The difficulties of speaking about choice were representative of the moment I had with a participant at the start of an interview. She said she wanted to participate because, “Especially in America, girls and women who wear hijab, I feel like they kind of reject the notion that some people are forced to wear it. Just because they had a choice, they think everybody has a choice… but that’s not everybody’s experience…and if you act like it’s everybody’s choice, honestly, I feel like that’s bad.” Fatema (pseudonyms are used to protect participants’ identities) is a 21-year-old woman from Florida. She was pressured to wear the hijab and abaya by her parents at the age of 8. To reclaim her choice, she would take off the hijab during her commute to university. But since the pandemic, she has been back to wearing it consistently. Although, she felt stifled at first by being back at home, the time alone gave her a chance to self-reflect and turn to religion for support. She now feels more at ease with wearing the hijab full-time, though she is unsure whether she will continue to wear the hijab when she goes to graduate school.

When contemplating whether or not they wanted to remove the hijab, many respondents described how they felt stuck, like they had no room to be human, get angry, make mistakes, test boundaries, be themselves, and change over time. Even though spirituality ebbs and flows for humans over their lifetimes—a possibility recognized in Islamic scriptures—their spirituality could not appear to fluctuate when their religion was visible on their heads for everyone to see.

It was easy for Maha to write about choosing to wear the hijab after 9/11 at the age of 9 on social media in response to the most recent racist ban of girls wearing hijab in France. With an Egyptian mother and a white convert father, Maha decided to wear her “Islam like a badge of honor.” “It was something that I felt compelled to do… when other Muslim women in the country were outwardly Muslim, and their hijab was being ripped off… I couldn’t just stand by, especially as somebody that passes as white.” She even inspired her mother and other girls in the community to wear it in solidarity. But it was hard for her to choose to take off the hijab at 18. As time has passed since 9/11, her initial sociopolitical motivation for wearing hijab no longer moved her. “People are going to judge me. My family is going to be ashamed of me. I don’t know how I’m going to explain it to them.” Luckily, her family came to respect her decision. But it was still difficult for her to share her other reasons for unveiling, especially with other Muslims. She did not think the hijab was obligatory in Islam, even though many Muslims in her community did, and more generally, she hesitated to share her non-conformist Quranist beliefs. She was upset that people assumed she was less religious because she no longer wore the hijab. She felt like she could no longer be a prominent religious figure in the community without it, even though her studies about Islam had only gotten deeper since taking it off.

•••••

*Exercise instructions*
Reproduce the hijab text word for word, from "When contemplating whether" up to and including "everyone to see.".

*Supplied data*
•••••

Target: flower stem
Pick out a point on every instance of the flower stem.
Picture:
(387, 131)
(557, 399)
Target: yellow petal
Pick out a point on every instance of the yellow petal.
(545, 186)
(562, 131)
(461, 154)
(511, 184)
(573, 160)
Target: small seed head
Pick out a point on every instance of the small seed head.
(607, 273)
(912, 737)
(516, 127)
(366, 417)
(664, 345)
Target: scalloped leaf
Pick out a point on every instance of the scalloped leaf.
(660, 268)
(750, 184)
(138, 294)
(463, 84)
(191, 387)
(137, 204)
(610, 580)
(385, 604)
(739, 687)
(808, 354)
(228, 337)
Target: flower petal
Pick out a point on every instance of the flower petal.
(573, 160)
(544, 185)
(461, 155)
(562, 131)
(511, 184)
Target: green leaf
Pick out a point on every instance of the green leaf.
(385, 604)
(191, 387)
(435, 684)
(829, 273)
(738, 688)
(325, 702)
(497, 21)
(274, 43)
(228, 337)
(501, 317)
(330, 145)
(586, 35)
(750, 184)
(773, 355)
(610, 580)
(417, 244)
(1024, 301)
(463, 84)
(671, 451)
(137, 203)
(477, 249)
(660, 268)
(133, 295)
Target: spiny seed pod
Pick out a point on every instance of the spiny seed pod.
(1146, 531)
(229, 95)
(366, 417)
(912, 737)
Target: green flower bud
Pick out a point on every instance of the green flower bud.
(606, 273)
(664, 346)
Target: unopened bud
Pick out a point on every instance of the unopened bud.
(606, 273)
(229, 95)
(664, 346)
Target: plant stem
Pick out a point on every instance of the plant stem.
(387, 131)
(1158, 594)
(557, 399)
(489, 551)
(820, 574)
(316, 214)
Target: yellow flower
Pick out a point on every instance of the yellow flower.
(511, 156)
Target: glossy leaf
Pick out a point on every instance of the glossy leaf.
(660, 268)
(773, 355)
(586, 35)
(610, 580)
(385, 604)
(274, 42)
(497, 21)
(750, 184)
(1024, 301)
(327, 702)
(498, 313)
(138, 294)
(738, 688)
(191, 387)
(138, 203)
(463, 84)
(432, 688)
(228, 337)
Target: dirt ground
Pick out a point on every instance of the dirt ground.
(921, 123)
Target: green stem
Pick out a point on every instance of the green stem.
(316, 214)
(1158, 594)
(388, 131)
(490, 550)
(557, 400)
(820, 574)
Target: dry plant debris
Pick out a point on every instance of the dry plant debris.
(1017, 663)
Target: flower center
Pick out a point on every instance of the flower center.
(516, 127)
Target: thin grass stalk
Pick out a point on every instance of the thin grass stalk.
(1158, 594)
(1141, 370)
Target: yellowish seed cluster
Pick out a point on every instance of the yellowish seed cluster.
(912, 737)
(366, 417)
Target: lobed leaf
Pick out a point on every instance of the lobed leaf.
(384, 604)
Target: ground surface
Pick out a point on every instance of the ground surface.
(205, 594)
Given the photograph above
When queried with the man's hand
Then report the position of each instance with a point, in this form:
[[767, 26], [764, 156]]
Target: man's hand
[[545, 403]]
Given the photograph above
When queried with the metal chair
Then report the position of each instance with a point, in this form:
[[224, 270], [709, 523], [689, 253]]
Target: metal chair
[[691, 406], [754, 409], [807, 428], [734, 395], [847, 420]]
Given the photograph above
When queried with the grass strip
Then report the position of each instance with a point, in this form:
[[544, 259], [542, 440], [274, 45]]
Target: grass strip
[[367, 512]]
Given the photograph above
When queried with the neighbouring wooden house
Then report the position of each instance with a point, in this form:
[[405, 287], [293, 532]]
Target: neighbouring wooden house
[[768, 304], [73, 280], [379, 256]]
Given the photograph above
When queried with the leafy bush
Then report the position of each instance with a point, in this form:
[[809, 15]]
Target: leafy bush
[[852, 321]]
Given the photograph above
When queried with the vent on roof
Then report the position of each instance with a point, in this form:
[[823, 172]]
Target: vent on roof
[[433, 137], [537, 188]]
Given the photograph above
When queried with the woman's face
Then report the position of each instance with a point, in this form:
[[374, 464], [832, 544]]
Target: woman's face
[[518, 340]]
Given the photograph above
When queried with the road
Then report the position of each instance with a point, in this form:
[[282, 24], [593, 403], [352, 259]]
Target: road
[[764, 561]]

•••••

*Answer box*
When contemplating whether or not they wanted to remove the hijab, many respondents described how they felt stuck, like they had no room to be human, get angry, make mistakes, test boundaries, be themselves, and change over time. Even though spirituality ebbs and flows for humans over their lifetimes—a possibility recognized in Islamic scriptures—their spirituality could not appear to fluctuate when their religion was visible on their heads for everyone to see.